** Exercise details **
Can you give the entries below as a numbered list, running from their first line through the line that contains "[[101, 106]]", with both ends included, blank lines dropped, and the pictures left out?

====

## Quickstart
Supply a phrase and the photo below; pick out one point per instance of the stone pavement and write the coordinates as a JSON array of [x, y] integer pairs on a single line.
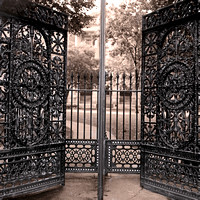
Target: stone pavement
[[84, 187]]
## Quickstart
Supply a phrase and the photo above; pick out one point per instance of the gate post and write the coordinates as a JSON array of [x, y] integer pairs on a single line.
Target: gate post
[[101, 106]]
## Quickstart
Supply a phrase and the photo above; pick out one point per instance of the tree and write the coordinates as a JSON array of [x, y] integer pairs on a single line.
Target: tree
[[124, 30], [75, 9], [82, 63]]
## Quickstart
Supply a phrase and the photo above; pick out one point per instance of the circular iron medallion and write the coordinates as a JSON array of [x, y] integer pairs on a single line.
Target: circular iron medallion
[[175, 86], [30, 85]]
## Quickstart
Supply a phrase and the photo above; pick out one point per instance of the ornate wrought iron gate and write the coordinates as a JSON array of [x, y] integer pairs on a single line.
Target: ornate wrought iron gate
[[32, 100], [170, 101]]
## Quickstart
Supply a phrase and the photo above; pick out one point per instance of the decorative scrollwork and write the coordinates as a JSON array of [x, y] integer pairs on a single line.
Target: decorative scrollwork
[[172, 13], [30, 84], [176, 86]]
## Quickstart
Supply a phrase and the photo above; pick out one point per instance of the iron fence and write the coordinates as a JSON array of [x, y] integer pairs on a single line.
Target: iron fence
[[122, 117]]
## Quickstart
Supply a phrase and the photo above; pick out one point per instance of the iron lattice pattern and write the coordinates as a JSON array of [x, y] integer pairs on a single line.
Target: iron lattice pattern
[[81, 156], [170, 101], [32, 105], [123, 156]]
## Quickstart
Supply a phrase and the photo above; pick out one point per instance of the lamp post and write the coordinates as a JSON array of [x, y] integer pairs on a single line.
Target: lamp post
[[101, 105]]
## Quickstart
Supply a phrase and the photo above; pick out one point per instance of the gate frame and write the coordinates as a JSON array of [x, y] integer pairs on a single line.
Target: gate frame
[[40, 17], [174, 15]]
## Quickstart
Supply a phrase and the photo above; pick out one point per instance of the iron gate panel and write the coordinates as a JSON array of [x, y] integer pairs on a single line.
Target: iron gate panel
[[32, 100], [81, 156], [170, 105], [123, 156]]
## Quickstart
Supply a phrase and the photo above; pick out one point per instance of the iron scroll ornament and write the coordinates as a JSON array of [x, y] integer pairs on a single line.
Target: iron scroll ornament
[[175, 86], [30, 84], [176, 102]]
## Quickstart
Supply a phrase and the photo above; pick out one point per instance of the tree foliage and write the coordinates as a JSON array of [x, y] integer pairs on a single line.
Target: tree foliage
[[124, 30], [75, 9], [82, 63]]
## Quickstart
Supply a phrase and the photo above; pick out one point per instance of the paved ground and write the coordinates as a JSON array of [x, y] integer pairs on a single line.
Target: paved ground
[[84, 187]]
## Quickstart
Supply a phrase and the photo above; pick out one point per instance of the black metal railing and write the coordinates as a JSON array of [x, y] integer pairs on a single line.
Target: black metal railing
[[122, 104]]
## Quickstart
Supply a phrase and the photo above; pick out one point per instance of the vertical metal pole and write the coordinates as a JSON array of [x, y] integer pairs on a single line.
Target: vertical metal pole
[[101, 105]]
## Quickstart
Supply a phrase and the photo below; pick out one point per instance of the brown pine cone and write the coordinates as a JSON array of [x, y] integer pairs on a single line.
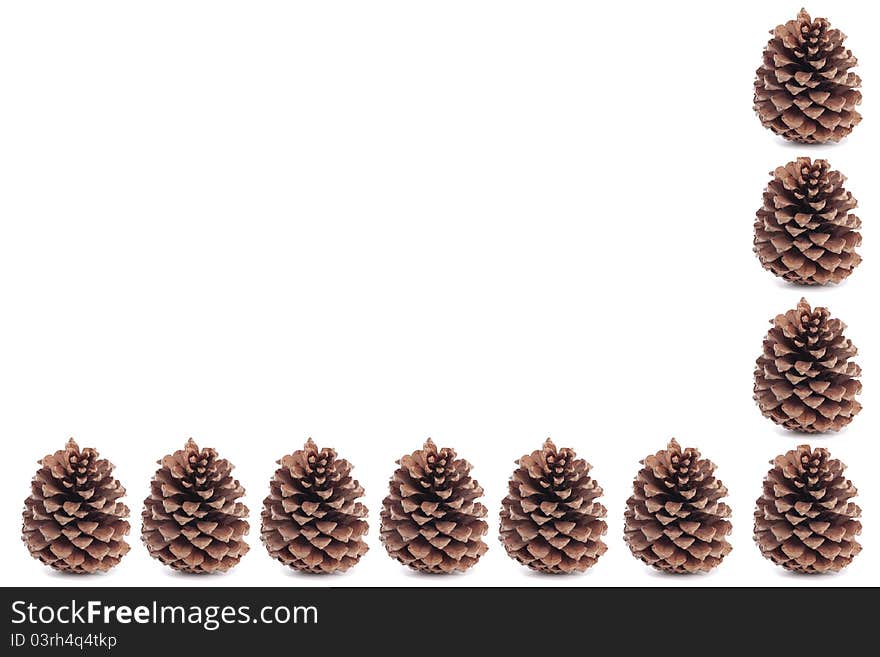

====

** Full output **
1. ## Quickstart
2. Supply a phrase and the photo below; pick out one point per instance of the stone pavement and write the coordinates as a JSON array of [x, y] integer pairs on a single line.
3. Target: stone pavement
4. [[84, 187]]
5. ## Quickstart
6. Supply a phrase and the photo above; pick out one point per instance of the gate post and write the coordinates as a JSON array of [x, y] integer pairs on a single line.
7. Target: gate post
8. [[101, 106]]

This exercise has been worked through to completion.